▶ _Reading passage_
>>>

It just hurts

United States
September 14, 2009 10:43pm CST
I keep trying to do things to occupy my time and keep my mind off of my breakup but it hurts so much. I sent him some of his things and I've never heard anything back. I know it's inevitable but I really am never going to hear from him again. How do you cope with that? He is leaving the country, and I will never see him, speak to him, hear from him in anyway. It makes me sad and I'm not sure what to do sometimes.
2 people like this
11 responses
• India
15 Sep 09
Breaking up is bad. I wish it never happens to anyone. However the facts are that breakups do take place. The inevitable will happen. The only way to overcome a breakup is to give it time. Time heals all wounds. All of us lose a parent or a near one some time or the other in life. We think that things will never be the same ever again, but life limps back to normal. Give the would time to heal.
1 person likes this
@musicman6 (2406)
• United States
15 Sep 09
Well this is something that I seem to have been through several times! I've been there. It does hurt! It does occupy your mind 24/7 for a long time! I think that sometimes, you even feel like just a rag! And there is no easy way out! But luckily, the experiences that I have been through have taught me how to get through times like these, I just wish I could have known them when I was younger! The best way to get over these episodes, is just try to keep on going, and also try to get involved in helping others, whether they need help with a bad relationship, an emotional shoulder to cry on, or just a companion help! When you help others, it will relieve your mind from your own troubles, and make you stronger! It may even make your troubles seem less than anybody else! You will even learn or see valuable realizations when you divert your attention to helping others! And the best of all, it will make you proud of yourself, and give you confidence to tackle any 'feel sorry for yourself feelings'! And then time, will heal your hurt, and it will make those memories not seem as harsh, but merely just another part of life! Trust me, I've been there, I didn't think I could make it by myself, but I did, and now I am here to tell about it, and it doesn't hurt anymore!
1 person likes this
@dozhou (326)
• United States
16 Sep 09
In the world there is only one thing to cure your hurt: time. Gradually, you will forget him. He is part of your life, not all of it. You will meet another nice guy in the near future. Everything will be fine. Love is a sweet torment. I know you feel it right now.

<<<

▶ _Data provided_
>>>

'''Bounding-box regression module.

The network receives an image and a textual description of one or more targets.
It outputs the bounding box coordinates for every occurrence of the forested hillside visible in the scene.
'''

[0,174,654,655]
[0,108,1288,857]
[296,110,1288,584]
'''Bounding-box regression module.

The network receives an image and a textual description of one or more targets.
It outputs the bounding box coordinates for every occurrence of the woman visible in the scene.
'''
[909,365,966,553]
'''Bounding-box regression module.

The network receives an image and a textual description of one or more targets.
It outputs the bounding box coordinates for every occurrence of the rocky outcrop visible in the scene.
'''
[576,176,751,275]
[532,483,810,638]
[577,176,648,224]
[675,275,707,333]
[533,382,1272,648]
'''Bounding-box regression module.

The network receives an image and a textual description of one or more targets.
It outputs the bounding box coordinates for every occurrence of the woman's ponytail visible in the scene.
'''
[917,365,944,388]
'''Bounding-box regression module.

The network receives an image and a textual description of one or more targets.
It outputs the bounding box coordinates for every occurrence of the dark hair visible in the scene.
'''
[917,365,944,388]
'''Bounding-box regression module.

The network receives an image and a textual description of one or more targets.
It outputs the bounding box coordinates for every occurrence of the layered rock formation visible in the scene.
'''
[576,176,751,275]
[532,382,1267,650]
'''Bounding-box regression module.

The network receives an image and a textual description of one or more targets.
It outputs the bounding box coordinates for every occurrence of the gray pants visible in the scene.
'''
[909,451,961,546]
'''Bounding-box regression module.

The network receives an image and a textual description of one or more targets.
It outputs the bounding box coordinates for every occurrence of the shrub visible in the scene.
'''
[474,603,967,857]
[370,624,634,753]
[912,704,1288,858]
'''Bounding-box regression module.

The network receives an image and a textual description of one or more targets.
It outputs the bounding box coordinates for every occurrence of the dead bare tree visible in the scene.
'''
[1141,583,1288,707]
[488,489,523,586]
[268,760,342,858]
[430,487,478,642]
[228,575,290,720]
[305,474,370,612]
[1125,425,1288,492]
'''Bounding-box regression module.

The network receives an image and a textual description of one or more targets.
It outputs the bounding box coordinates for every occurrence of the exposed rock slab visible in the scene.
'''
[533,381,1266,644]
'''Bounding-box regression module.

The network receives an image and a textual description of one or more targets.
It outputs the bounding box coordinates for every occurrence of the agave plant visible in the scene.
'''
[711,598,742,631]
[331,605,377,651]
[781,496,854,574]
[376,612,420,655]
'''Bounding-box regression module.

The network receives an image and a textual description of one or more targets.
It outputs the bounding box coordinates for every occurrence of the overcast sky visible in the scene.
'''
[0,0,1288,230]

<<<

▶ _Goal 1_
In the breakup discussion, list the three things the opening post says the writer will never do with him once he leaves the country.
▶ _Goal 2_
In the breakup discussion, what does the reply from @dozhou call the only cure for hurt?
▶ _Goal 3_
Transcribe the part of the breakup discussion starting with "It just hurts" and going on through "to do sometimes.".

▶ _Written answer 1_
See him
Speak to him
Hear from him in any way

▶ _Written answer 2_
Time.

▶ _Written answer 3_
It just hurts

United States
September 14, 2009 10:43pm CST
I keep trying to do things to occupy my time and keep my mind off of my breakup but it hurts so much. I sent him some of his things and I've never heard anything back. I know it's inevitable but I really am never going to hear from him again. How do you cope with that? He is leaving the country, and I will never see him, speak to him, hear from him in anyway. It makes me sad and I'm not sure what to do sometimes.